Once you have read the records below, write them all out exactly as given.

════════════════

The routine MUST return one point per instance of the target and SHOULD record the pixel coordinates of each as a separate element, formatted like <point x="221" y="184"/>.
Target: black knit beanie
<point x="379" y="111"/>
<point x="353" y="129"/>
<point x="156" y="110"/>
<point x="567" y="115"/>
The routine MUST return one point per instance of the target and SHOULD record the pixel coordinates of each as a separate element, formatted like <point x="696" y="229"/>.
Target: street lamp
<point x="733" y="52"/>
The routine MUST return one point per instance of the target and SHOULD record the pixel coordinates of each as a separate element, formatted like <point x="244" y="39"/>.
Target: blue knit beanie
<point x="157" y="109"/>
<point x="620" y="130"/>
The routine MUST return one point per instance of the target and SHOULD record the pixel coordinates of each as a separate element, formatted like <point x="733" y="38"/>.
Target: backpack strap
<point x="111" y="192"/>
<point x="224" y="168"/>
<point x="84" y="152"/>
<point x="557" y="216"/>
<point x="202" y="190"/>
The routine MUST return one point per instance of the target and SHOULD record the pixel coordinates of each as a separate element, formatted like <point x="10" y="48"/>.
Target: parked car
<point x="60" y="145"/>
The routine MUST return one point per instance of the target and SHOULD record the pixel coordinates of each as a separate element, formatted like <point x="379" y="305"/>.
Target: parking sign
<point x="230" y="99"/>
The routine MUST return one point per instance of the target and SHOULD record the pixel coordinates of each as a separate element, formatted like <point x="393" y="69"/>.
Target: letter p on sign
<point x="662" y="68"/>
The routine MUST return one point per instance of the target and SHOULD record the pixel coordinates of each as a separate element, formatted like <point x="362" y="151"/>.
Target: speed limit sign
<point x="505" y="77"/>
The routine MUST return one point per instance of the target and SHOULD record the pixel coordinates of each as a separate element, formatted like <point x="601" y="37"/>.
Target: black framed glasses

════════════════

• FINISHED EXERCISE:
The routine MUST return one point per instance of the target and SHOULD record the pixel coordinates of each as a separate element, formatted like <point x="221" y="184"/>.
Target: black knit beanie
<point x="379" y="111"/>
<point x="353" y="129"/>
<point x="156" y="110"/>
<point x="567" y="115"/>
The routine MUST return one point per instance of the target and SHOULD record the pixel coordinates of each as a separate element, formatted like <point x="696" y="229"/>.
Target: street lamp
<point x="733" y="52"/>
The routine MUST return one point per instance of the target and SHOULD record the pixel coordinates of each as a separate element, formatted like <point x="244" y="39"/>.
Target: blue knit beanie
<point x="157" y="109"/>
<point x="620" y="130"/>
The routine MUST return one point per instance of the target and SHOULD record the pixel coordinates of each as a separate element, formatted like <point x="733" y="38"/>.
Target: backpack strap
<point x="111" y="192"/>
<point x="224" y="168"/>
<point x="84" y="152"/>
<point x="557" y="216"/>
<point x="202" y="190"/>
The routine MUST return one point per instance of the target and SHOULD record the pixel coordinates of each as a separate element, formatted like <point x="10" y="48"/>.
Target: parked car
<point x="60" y="145"/>
The routine MUST return one point per instance of the target and SHOULD record the pixel coordinates of each as a separate element, formatted like <point x="379" y="305"/>.
Target: parking sign
<point x="230" y="99"/>
The routine MUST return one point per instance of the target and SHOULD record the pixel coordinates of each as a separate element, formatted like <point x="393" y="69"/>.
Target: letter p on sign
<point x="662" y="68"/>
The routine MUST return one point per instance of the target and SHOULD record the pixel coordinates of each as a separate element, formatted like <point x="362" y="151"/>.
Target: speed limit sign
<point x="505" y="77"/>
The routine MUST return one point per instance of the target and SHOULD record the pixel coordinates of each as a separate element, formatted like <point x="601" y="37"/>.
Target: black framed glasses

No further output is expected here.